[Records from a collection]
--------------------

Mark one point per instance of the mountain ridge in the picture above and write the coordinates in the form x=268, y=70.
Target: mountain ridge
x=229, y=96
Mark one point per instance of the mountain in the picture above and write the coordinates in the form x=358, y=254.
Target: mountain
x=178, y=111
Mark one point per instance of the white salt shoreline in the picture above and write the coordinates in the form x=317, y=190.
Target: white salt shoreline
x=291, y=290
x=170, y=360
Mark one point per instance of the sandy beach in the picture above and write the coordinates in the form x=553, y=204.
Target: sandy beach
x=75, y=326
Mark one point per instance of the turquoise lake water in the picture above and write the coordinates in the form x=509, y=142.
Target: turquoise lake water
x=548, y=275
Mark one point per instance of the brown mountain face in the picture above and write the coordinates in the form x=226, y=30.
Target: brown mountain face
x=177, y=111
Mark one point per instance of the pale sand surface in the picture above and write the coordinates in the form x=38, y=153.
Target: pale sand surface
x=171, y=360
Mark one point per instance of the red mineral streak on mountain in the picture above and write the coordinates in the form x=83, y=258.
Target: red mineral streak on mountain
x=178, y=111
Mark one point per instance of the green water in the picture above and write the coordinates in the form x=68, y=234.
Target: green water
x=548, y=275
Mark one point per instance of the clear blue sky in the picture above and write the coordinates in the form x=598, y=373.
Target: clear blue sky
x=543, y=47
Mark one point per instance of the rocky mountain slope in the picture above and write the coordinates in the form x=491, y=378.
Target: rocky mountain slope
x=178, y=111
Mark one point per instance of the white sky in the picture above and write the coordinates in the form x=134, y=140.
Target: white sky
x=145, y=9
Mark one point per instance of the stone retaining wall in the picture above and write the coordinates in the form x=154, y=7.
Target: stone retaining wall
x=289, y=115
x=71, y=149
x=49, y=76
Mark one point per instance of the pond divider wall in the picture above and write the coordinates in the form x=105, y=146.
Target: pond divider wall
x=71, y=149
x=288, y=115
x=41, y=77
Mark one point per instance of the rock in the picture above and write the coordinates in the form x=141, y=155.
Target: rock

--------------------

Write out every record above, word for word.

EXERCISE RESPONSE -
Mark one point per instance of the mountain ridge in the picture above and write the coordinates in the form x=268, y=70.
Target: mountain ridge
x=229, y=96
Mark one point per instance of the mountain in the picture above and write the coordinates in the form x=358, y=254.
Target: mountain
x=178, y=111
Mark one point per instance of the white salt shoreline in the picture above and write the coordinates in the form x=317, y=190.
Target: white salt shoreline
x=291, y=290
x=170, y=360
Mark one point per instance of the sandy beach in the picture above and write the coordinates in the form x=553, y=204.
Target: sandy beach
x=75, y=326
Mark one point per instance of the turquoise lake water in the picture above and write the coordinates in the form x=509, y=142.
Target: turquoise lake water
x=548, y=275
Mark one point per instance of the brown mountain face in the picture above and write the coordinates in the form x=226, y=30.
Target: brown mountain face
x=177, y=111
Mark one point per instance of the pale sand surface in the picture above and write the coordinates in the form x=38, y=153.
Target: pale sand surface
x=171, y=360
Mark one point per instance of the red mineral streak on mountain in the picture above and write the coordinates in the form x=83, y=258.
Target: red mineral streak on mountain
x=178, y=111
Mark one point per instance of the green water in the picture above and write the coordinates in the form x=68, y=234.
Target: green water
x=548, y=275
Mark one point per instance of the clear blue sky in the picture above and write the coordinates in the form x=598, y=373.
Target: clear blue sky
x=543, y=47
Mark one point per instance of the rocky mountain slope in the picture above and write the coordinates in the form x=491, y=378.
Target: rocky mountain slope
x=178, y=111
Mark one point per instance of the white sky in the picture above and write the coordinates in the form x=134, y=140.
Target: white sky
x=145, y=9
Mark one point per instance of the stone retaining wall in the picture above and write the coordinates in the form x=154, y=7.
Target: stone retaining wall
x=289, y=115
x=71, y=149
x=49, y=76
Mark one point per instance of the pond divider wall in the picture above and write the coordinates in the form x=105, y=146.
Target: pond divider wall
x=71, y=149
x=288, y=115
x=41, y=77
Mark one point per instance of the rock in the picture above and write the coordinates in the form x=141, y=155.
Target: rock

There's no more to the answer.